** Extract to read **
# # # # #

Acaxee was a tribe or group of tribes in the Sierra Madre Occidental in eastern Sinaloa and NW Durango. They spoke a Taracahitic language in the Southern Uto-Aztecan language family.  Their culture was based on horticulture and the exploitation of wild animal and plant life. They are now extinct as an identifiable ethnic group.

History
In December 1601, the Acaxees, under the direction of an elder named Perico, began an uprising against Spanish rule. This revolt was called the Acaxee Rebellion.  They are said to have been converted to the Catholic faith by the society of Jesuits in 1602. Early accounts by Jesuit missionaries allege continual warfare and cannibalism among the Tepehuan, Acaxee, and Xixime who inhabited Nueva Vizcaya. 
Ethnographer Ralph Beals reported in the early 1930s that the Acaxee tribe from western Mexico played a ball game called "vatey [or] batey" on "a small plaza, very flat, with walls at the sides".

# # # # #

** Information supplied **
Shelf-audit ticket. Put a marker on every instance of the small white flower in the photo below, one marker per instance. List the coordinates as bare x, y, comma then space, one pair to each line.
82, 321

# # # # #

** Instructions **
#1 Shorten the paragraph of the Acaxee text that begins "In December 1601, the Acaxees," keeping its main facts.
#2 Retype word for word the section of the Acaxee text that opens with the words containing "Acaxee was a" and closes with "inhabited Nueva Vizcaya.".
Work from the text about the Acaxee alone.

** Expected outputs **
#1 In December 1601, an elder named Perico led the Acaxees in an uprising against Spanish rule, called the Acaxee Rebellion. The Jesuits are said to have converted them to Catholicism in 1602. Early Jesuit missionary accounts allege continual warfare and cannibalism among the Tepehuan, Acaxee, and Xixime of Nueva Vizcaya.

#2
Acaxee was a tribe or group of tribes in the Sierra Madre Occidental in eastern Sinaloa and NW Durango. They spoke a Taracahitic language in the Southern Uto-Aztecan language family.  Their culture was based on horticulture and the exploitation of wild animal and plant life. They are now extinct as an identifiable ethnic group.

History
In December 1601, the Acaxees, under the direction of an elder named Perico, began an uprising against Spanish rule. This revolt was called the Acaxee Rebellion.  They are said to have been converted to the Catholic faith by the society of Jesuits in 1602. Early accounts by Jesuit missionaries allege continual warfare and cannibalism among the Tepehuan, Acaxee, and Xixime who inhabited Nueva Vizcaya.